_Provided entries:_
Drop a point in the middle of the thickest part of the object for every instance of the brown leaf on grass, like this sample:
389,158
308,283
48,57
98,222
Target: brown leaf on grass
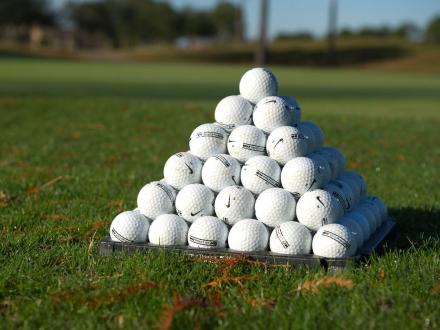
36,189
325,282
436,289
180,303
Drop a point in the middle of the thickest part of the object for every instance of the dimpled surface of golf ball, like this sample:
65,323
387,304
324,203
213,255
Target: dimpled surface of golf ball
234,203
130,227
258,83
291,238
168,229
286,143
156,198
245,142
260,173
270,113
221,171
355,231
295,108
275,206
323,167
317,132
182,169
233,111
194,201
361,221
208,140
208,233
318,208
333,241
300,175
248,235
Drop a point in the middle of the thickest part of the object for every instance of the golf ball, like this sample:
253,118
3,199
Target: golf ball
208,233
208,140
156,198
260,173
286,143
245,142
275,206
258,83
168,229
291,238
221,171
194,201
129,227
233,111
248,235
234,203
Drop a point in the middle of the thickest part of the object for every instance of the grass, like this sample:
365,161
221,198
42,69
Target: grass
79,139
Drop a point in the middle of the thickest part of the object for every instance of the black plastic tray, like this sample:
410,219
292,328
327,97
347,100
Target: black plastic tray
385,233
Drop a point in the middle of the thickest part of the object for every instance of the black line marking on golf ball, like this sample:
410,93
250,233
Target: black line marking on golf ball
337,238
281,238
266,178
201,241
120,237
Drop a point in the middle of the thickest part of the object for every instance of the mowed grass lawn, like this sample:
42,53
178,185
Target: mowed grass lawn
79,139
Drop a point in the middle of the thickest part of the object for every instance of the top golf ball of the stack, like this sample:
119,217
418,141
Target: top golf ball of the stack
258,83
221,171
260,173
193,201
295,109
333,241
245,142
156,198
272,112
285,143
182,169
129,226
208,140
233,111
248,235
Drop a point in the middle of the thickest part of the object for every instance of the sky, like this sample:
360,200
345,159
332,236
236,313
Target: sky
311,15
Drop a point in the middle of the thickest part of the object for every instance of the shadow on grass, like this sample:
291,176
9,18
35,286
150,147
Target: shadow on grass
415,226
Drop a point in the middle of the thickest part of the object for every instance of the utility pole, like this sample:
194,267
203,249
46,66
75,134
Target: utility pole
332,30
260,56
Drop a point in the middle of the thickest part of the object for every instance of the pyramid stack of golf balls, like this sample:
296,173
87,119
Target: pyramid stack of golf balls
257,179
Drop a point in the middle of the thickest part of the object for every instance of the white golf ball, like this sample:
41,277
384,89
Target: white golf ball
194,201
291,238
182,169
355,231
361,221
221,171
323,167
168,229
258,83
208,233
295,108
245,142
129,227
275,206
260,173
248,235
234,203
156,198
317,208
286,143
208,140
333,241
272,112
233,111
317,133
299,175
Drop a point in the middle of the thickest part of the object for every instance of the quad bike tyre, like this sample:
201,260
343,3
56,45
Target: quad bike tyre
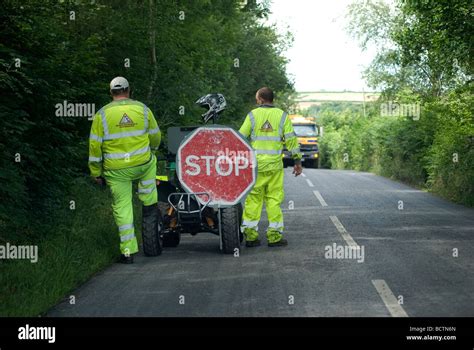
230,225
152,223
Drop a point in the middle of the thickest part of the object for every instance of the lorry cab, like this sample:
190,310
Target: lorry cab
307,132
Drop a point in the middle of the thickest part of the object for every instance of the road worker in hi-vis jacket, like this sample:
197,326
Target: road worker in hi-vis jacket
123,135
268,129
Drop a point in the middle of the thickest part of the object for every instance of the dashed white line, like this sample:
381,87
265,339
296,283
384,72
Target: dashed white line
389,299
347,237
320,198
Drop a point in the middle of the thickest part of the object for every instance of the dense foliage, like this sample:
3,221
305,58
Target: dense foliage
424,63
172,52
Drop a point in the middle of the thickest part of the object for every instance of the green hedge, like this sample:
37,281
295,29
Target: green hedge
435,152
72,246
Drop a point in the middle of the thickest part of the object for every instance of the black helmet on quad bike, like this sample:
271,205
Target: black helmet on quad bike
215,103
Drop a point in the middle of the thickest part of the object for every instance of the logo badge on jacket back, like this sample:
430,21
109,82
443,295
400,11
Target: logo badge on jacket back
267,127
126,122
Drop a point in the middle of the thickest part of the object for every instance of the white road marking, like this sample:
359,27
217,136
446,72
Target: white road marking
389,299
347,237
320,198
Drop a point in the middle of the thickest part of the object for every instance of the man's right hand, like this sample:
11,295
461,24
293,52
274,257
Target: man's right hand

---

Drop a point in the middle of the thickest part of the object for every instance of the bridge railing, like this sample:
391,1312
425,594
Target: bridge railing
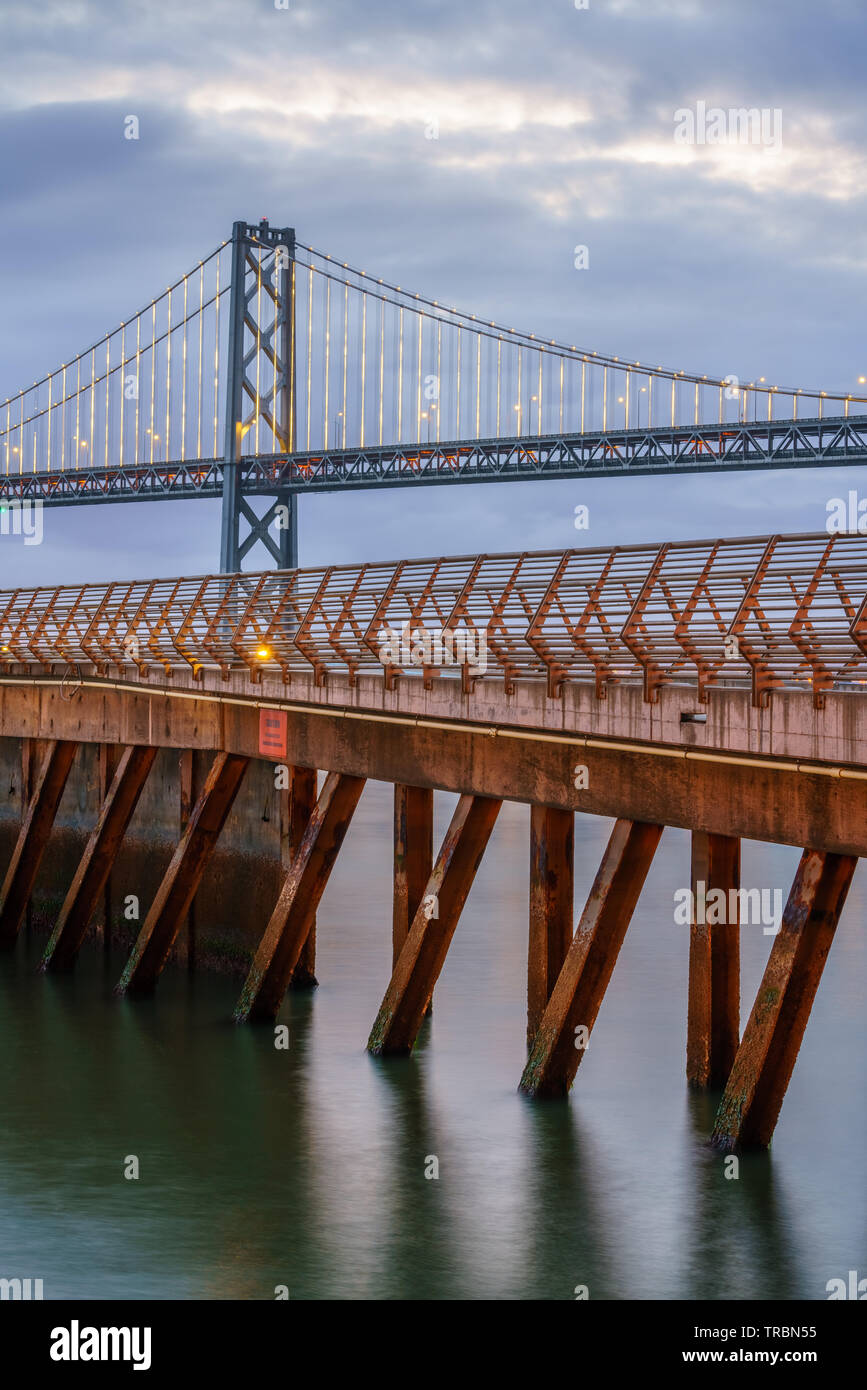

_Task:_ Quote the material starting with the line containing "of the man's" and going on through the line containing "Target: man's right hand", reproducing each line exactly.

_Final answer:_
Drop a point in the middle of the thickest part of the object for every instance of the man's right hand, like this sample:
11,295
461,24
293,52
274,257
Target: man's right hand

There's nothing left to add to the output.